==== SUPPLIED RECORDS ====

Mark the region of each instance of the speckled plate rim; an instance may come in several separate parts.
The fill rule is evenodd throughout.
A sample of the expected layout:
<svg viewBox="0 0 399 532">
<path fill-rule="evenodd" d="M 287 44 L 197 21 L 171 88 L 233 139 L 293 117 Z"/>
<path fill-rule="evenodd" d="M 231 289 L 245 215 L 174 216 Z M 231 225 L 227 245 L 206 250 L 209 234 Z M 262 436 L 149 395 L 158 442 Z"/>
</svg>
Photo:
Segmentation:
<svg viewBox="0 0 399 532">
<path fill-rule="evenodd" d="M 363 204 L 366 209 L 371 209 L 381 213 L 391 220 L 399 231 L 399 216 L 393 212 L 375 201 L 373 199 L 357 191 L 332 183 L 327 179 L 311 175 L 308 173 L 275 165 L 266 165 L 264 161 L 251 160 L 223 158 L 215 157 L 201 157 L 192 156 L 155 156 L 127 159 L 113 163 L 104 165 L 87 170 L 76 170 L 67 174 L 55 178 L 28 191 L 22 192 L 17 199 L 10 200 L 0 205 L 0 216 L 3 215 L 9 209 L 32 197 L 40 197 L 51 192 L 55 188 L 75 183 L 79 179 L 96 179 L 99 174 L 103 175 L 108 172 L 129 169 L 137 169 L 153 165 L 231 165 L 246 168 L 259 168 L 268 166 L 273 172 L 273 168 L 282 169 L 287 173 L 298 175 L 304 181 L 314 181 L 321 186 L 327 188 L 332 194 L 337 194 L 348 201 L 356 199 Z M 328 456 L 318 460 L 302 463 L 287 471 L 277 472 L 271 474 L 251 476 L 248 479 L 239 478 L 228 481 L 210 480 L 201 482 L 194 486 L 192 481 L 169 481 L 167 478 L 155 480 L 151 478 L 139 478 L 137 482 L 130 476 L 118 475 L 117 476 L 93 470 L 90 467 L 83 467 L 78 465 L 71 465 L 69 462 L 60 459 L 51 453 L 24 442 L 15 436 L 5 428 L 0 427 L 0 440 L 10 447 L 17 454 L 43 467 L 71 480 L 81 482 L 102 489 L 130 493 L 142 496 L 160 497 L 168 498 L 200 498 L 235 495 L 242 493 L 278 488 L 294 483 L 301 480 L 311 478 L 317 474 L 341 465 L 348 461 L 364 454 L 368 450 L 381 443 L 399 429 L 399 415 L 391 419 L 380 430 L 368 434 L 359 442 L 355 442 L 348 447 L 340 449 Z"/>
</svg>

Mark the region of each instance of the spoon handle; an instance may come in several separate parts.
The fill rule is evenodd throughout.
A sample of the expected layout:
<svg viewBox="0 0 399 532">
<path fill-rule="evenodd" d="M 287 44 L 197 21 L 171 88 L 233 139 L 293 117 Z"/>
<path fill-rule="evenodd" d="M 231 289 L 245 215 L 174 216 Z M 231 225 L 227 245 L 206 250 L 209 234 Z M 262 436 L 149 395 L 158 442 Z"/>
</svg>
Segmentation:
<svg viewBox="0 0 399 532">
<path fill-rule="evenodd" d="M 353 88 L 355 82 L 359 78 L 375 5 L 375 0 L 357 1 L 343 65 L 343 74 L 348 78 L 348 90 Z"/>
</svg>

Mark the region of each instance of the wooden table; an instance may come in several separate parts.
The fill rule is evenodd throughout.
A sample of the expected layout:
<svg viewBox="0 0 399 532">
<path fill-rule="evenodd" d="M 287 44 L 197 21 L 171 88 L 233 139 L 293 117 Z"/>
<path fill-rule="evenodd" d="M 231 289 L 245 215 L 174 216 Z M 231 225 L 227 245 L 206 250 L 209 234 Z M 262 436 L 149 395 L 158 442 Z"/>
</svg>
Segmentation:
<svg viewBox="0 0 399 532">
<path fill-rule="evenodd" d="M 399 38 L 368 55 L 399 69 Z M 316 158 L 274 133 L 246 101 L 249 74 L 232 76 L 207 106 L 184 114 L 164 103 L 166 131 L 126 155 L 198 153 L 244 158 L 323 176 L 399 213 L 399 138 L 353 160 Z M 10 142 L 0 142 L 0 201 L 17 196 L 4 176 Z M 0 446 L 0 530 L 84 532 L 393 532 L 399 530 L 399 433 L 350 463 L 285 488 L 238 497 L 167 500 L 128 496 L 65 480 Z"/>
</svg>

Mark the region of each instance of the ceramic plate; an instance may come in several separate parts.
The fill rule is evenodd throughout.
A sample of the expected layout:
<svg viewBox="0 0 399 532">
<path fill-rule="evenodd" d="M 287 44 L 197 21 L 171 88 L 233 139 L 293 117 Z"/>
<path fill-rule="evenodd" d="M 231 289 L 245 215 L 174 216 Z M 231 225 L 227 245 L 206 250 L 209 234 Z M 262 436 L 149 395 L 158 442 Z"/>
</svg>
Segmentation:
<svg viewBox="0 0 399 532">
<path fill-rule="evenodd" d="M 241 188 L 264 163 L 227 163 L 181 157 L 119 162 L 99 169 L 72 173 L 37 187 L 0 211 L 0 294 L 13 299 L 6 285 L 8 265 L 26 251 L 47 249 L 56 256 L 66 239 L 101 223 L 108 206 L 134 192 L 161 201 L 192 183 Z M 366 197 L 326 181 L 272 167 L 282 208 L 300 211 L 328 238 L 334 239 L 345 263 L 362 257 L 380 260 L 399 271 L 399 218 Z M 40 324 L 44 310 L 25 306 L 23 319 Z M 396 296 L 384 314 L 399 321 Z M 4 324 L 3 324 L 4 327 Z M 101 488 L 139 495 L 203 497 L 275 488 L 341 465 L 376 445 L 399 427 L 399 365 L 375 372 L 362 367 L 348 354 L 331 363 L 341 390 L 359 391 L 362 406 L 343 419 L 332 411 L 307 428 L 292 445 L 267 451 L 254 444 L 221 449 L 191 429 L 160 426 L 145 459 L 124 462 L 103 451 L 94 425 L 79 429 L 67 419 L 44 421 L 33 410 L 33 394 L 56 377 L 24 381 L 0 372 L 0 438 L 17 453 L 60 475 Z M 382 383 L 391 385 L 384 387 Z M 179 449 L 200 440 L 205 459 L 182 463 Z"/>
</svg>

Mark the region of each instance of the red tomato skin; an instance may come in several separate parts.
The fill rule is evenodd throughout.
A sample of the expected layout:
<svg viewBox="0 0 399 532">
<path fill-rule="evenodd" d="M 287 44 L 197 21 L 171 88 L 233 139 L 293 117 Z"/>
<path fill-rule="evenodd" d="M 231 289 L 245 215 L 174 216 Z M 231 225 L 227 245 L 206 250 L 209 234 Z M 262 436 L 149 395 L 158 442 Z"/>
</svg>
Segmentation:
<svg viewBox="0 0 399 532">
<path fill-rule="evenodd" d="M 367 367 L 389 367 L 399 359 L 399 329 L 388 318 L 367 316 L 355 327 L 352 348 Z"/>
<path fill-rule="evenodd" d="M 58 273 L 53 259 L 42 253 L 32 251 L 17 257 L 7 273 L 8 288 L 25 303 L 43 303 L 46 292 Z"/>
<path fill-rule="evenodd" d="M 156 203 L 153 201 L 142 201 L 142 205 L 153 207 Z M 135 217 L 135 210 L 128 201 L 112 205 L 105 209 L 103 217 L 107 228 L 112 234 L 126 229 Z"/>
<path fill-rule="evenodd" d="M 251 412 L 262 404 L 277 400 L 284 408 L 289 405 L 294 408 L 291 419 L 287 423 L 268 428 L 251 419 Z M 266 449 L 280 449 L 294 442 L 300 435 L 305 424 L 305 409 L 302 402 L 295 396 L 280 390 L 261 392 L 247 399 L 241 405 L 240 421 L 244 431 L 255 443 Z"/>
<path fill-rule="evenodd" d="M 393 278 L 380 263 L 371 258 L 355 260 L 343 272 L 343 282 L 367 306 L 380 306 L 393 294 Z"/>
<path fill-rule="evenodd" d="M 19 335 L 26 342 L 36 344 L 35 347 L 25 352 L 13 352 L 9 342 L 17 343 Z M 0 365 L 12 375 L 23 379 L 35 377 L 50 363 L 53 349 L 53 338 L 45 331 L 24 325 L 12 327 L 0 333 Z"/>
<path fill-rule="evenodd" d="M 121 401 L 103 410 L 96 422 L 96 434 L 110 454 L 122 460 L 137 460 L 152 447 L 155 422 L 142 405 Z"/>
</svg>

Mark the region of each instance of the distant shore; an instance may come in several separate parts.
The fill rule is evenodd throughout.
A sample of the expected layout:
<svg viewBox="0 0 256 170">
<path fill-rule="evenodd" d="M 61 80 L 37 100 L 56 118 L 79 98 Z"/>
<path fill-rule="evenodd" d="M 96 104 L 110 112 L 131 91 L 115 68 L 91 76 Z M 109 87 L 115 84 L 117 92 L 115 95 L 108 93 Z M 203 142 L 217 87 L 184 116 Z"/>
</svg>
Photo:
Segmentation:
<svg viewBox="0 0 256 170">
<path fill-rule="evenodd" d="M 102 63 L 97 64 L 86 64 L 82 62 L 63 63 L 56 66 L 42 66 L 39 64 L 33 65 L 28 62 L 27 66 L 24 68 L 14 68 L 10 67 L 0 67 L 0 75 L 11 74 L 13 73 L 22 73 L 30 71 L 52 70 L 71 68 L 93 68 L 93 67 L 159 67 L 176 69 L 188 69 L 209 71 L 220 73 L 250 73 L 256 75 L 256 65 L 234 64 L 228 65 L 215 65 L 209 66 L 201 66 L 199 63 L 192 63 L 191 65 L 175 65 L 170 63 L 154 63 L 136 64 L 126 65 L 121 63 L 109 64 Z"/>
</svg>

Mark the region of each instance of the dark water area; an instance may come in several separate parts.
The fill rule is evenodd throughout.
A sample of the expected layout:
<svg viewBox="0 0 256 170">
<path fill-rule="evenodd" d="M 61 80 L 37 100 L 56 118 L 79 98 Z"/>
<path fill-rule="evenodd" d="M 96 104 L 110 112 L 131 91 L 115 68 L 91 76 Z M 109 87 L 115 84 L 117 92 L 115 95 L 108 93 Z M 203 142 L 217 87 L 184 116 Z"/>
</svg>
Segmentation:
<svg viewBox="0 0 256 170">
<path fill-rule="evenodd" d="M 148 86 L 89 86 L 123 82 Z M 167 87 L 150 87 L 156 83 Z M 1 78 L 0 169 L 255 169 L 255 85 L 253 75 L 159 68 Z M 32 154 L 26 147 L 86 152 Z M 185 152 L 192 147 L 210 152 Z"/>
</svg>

====

### [PROBLEM DETAILS]
Quote only the lines from the one containing "Mark the region of each instance of the dark" through the final line of the records, with both ends included.

### [RESULT OF THE EXERCISE]
Mark the region of each instance of the dark water area; an instance may come in several separate parts.
The fill rule is evenodd throughout.
A sample of the expected layout:
<svg viewBox="0 0 256 170">
<path fill-rule="evenodd" d="M 61 80 L 37 100 L 56 118 L 79 98 Z"/>
<path fill-rule="evenodd" d="M 96 104 L 110 112 L 131 91 L 115 68 L 91 76 Z M 109 87 L 115 84 L 117 92 L 115 95 L 108 93 Z M 203 142 L 217 87 L 184 116 Z"/>
</svg>
Segmentation:
<svg viewBox="0 0 256 170">
<path fill-rule="evenodd" d="M 148 86 L 89 86 L 123 82 Z M 167 87 L 150 87 L 156 83 Z M 1 78 L 0 169 L 255 169 L 255 85 L 253 75 L 159 68 Z M 32 154 L 26 147 L 86 152 Z M 185 152 L 192 147 L 210 152 Z"/>
</svg>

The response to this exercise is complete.